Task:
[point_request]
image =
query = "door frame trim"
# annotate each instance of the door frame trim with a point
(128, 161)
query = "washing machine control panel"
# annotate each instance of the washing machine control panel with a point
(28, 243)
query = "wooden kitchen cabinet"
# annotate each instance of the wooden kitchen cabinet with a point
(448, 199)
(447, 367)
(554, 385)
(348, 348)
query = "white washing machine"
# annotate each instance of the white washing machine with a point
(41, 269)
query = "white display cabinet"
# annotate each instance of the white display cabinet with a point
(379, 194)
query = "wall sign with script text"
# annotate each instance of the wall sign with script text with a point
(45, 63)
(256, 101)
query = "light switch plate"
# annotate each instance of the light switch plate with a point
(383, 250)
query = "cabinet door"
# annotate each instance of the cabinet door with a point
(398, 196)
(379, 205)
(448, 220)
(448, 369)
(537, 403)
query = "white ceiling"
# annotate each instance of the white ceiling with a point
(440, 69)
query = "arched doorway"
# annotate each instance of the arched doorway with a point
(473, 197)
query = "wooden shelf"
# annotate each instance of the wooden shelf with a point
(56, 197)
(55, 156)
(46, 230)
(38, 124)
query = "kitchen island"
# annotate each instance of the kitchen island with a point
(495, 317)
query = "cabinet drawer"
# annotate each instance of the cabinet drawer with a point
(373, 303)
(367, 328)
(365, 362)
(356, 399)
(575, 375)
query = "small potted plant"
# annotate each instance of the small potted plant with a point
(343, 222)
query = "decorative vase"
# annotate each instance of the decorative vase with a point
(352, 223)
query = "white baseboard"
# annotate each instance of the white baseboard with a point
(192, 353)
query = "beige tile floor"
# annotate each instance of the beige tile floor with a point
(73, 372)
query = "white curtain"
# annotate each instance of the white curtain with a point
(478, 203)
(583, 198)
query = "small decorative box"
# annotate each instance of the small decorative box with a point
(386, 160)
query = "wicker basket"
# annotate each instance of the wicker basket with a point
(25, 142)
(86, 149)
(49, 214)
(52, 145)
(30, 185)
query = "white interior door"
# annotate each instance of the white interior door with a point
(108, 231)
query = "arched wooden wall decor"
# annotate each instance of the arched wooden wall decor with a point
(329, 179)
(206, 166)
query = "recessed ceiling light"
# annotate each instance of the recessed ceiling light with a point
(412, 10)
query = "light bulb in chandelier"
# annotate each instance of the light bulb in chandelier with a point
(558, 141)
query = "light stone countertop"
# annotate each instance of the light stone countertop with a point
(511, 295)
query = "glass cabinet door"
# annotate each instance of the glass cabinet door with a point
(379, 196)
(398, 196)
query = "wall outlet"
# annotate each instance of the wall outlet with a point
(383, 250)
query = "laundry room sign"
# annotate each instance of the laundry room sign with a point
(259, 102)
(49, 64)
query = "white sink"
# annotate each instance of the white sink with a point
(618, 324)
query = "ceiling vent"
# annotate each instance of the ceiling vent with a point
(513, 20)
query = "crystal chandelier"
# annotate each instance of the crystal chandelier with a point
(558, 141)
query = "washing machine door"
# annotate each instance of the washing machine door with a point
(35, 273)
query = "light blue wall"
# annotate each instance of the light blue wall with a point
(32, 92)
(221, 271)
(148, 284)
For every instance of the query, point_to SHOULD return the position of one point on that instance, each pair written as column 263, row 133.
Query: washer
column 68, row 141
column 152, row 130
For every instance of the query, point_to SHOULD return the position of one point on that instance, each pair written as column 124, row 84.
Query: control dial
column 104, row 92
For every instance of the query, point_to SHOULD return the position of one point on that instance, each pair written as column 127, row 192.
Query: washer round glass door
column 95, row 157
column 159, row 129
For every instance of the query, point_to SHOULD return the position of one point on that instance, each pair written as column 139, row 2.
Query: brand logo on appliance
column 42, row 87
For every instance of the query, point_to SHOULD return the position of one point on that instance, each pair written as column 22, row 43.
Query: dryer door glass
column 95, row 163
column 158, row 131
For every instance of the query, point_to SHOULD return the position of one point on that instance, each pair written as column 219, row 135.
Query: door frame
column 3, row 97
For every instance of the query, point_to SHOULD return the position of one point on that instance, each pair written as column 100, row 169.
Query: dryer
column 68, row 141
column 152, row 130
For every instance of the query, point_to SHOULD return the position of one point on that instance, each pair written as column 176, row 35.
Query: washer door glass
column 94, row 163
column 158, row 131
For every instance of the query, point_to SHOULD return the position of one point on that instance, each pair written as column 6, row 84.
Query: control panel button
============
EXERCISE BRIEF :: Using the records above, write out exactly the lines from the one containing "column 6, row 84." through the last, and add nothing.

ANSWER FOR THE TASK ::
For every instance of the query, point_to SHOULD return the position of one point on that instance, each pair written as column 6, row 84.
Query: control panel button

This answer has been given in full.